--- START Reading text ---

# Blood Angels - Furioso Dreadnought



## Blue Liger (Apr 25, 2008)

I have heard rumours from talking with people in and around the gaming community (FLGS) that there is soon to be (apparently fairly soon - one could guess January) either an upgrade kit for the Blood Angles Dread or a completely new Plastic Dread Kit for them which of course for BA include Blood Talons.

I'm not sure if anyone else has heard anything but it was hinted at strongly in a convo I had recently....


----------



## Bindi Baji (Apr 23, 2009)

Blue Liger said:


> I have heard rumours from talking with people in and around the gaming community (FLGS) that there is soon to be (apparently fairly soon - one could guess January) either an upgrade kit for the Blood Angles Dread or a completely new Plastic Dread Kit for them which of course for BA include Blood Talons.
> 
> I'm not sure if anyone else has heard anything but it was hinted at strongly in a convo I had recently....


Yes, there will be a furioso dreadnought for the BA 2nd wave, I have mentioned it before but it's likely no one paid attention, tut tut, 
it will be a new kit and not a conversion pack


----------



## 6_roller (Nov 15, 2009)

--- END Reading text ---
--- START Listing ---

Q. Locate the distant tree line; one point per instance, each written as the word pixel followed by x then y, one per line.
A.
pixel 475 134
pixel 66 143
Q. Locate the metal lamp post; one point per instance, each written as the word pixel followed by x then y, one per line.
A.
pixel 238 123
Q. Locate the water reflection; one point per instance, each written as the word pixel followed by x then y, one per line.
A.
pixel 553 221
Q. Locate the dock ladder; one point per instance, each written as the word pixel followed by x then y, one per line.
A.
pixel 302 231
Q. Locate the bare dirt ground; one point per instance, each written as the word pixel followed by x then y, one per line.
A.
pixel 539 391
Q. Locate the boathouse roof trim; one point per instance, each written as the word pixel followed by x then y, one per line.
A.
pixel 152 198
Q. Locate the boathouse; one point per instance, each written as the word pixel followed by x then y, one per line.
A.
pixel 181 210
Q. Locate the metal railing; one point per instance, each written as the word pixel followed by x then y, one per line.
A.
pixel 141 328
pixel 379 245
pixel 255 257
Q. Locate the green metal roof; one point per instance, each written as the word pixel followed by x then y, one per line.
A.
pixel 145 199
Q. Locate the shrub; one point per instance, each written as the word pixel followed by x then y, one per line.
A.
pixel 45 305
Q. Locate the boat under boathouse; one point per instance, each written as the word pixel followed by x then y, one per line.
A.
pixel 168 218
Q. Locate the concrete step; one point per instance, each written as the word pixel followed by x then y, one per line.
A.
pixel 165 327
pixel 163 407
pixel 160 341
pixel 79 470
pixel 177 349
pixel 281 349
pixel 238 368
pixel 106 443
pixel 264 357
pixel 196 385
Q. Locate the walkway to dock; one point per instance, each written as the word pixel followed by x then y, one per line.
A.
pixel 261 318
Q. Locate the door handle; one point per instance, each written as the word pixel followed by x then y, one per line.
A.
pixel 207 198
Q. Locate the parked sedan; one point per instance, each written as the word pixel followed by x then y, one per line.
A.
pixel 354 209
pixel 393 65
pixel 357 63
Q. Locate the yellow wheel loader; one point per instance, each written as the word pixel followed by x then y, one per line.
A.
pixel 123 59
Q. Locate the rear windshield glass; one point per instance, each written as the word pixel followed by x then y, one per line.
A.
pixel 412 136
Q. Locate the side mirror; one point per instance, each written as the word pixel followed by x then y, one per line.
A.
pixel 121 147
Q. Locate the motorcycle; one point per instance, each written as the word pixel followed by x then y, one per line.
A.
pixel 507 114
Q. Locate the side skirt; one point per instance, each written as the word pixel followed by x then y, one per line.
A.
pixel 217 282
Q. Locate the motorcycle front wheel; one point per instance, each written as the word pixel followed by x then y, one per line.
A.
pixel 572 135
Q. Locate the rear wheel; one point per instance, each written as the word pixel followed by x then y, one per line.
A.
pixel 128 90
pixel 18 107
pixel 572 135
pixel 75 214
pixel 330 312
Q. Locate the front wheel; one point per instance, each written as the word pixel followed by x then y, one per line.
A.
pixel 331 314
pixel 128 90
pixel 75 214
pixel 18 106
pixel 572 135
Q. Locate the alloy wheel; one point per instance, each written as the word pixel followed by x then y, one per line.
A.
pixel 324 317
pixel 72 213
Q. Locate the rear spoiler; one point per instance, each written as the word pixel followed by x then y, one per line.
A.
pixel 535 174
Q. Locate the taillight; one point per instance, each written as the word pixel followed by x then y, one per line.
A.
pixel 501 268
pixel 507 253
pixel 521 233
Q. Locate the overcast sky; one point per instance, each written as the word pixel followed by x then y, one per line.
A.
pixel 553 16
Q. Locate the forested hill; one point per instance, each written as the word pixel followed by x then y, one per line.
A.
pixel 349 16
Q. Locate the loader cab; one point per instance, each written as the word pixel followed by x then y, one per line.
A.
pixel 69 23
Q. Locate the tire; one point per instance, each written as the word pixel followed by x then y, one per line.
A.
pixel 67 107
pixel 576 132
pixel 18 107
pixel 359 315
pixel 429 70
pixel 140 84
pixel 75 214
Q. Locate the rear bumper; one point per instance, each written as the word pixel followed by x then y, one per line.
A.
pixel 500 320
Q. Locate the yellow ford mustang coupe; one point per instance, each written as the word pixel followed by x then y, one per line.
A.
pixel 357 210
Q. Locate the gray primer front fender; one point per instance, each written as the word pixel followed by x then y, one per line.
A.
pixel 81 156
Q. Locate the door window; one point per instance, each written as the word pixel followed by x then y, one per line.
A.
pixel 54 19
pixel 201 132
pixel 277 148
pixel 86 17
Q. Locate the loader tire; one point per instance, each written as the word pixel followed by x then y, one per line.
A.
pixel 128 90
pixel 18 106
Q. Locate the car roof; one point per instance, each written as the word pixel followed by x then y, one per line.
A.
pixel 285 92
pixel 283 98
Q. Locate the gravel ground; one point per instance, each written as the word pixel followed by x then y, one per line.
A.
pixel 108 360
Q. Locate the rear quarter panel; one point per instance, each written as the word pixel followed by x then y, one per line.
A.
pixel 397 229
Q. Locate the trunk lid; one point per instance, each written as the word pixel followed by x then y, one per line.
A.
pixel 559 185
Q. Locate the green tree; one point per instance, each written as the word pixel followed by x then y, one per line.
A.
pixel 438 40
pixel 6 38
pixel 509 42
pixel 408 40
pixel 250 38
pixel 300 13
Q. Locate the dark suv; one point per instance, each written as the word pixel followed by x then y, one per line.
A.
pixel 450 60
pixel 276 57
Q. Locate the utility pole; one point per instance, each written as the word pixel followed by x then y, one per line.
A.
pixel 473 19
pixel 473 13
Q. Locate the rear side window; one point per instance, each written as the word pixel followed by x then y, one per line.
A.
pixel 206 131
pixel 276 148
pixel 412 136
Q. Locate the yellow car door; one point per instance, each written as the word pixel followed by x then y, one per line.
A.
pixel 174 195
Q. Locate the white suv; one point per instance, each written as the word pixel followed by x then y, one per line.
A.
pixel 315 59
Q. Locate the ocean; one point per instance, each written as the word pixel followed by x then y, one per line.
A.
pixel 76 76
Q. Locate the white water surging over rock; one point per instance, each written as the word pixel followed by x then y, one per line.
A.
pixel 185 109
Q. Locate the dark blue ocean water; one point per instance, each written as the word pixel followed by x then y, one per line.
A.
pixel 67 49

--- END Listing ---

> Given problem: In the forum thread, what does Blue Liger give as the basis for the rumor of a new Blood Angels dreadnought kit?

> The response: Blue Liger heard the rumors while talking with people in and around the gaming community (FLGS), and the kit was hinted at strongly in a recent conversation.